Information shown:
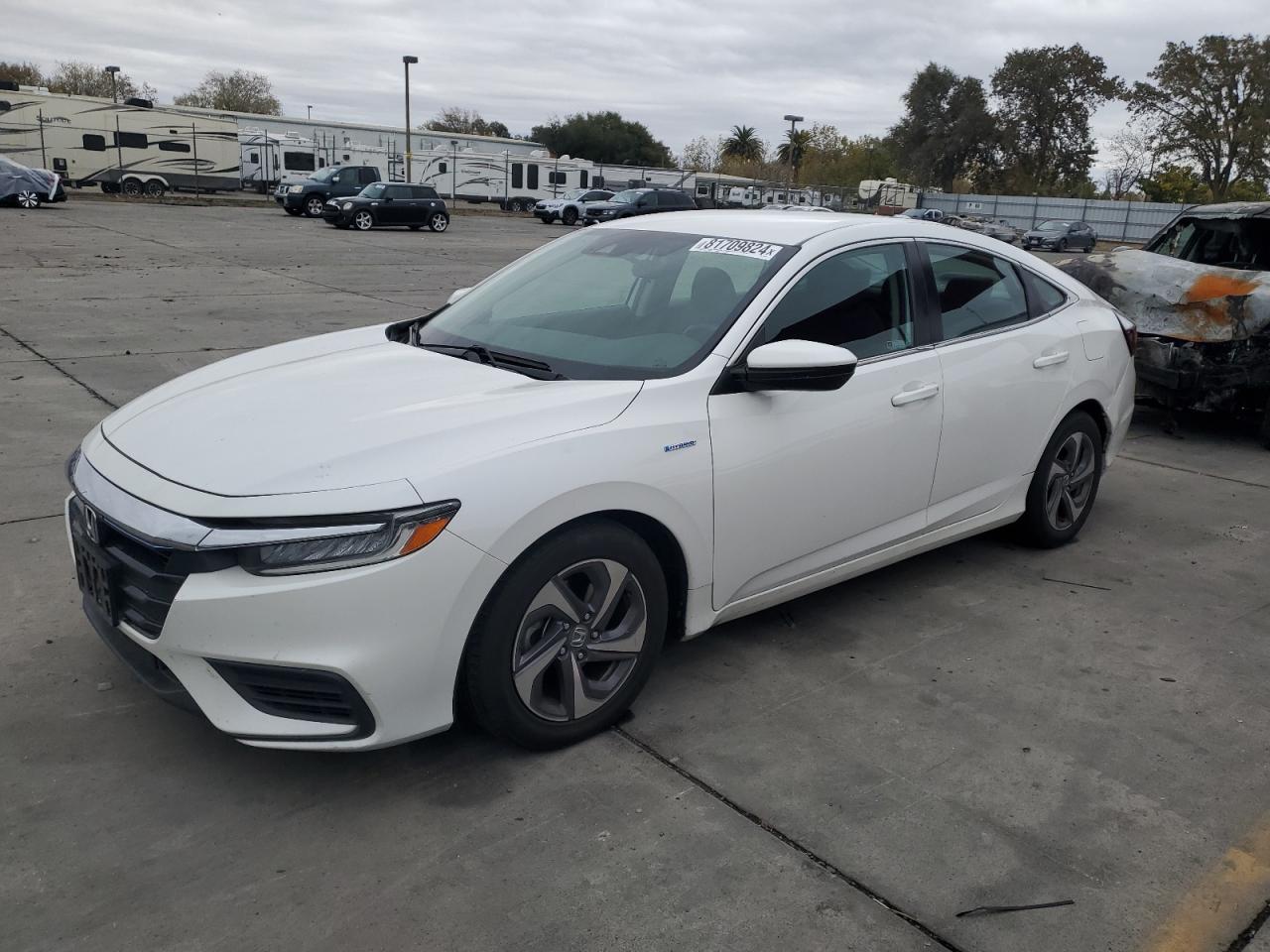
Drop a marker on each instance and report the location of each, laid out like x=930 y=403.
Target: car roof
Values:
x=789 y=229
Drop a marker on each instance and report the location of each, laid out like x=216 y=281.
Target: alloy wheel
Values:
x=1071 y=481
x=579 y=640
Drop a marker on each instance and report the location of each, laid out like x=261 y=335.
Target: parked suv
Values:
x=309 y=197
x=1061 y=234
x=639 y=200
x=571 y=206
x=389 y=203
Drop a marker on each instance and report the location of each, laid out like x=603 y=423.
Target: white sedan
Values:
x=634 y=433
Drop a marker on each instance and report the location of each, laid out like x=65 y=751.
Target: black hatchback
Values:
x=389 y=203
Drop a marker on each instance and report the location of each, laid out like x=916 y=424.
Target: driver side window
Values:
x=857 y=299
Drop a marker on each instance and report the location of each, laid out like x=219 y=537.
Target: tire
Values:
x=1074 y=458
x=530 y=619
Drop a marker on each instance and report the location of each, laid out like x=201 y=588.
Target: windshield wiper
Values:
x=495 y=358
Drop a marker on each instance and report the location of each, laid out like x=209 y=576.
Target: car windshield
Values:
x=610 y=303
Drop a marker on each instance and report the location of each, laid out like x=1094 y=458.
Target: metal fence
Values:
x=1114 y=221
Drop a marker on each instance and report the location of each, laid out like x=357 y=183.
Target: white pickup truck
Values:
x=571 y=207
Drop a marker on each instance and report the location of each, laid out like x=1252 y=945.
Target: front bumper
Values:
x=375 y=648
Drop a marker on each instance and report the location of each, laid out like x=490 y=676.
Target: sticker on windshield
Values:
x=761 y=250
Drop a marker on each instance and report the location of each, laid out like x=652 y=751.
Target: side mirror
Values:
x=794 y=365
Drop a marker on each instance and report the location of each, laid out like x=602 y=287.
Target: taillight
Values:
x=1130 y=333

Goal:
Reproduce verbatim everything from the line containing "like x=1252 y=945." down to the final line, inclusive of both.

Answer to the exercise:
Drop a marker on each instance and report the location of each, laid out like x=1252 y=945.
Target: front bumper
Values:
x=375 y=648
Drop a marker on each instance and report the location of each, laid out like x=490 y=676.
Target: sticker on windshield
Values:
x=761 y=250
Drop a marker on each instance and report the location of each, laid out like x=652 y=751.
Target: side mirror
Values:
x=794 y=365
Drop a marker on each instance and report the location of each, laid out like x=602 y=287.
Target: taillight
Values:
x=1130 y=333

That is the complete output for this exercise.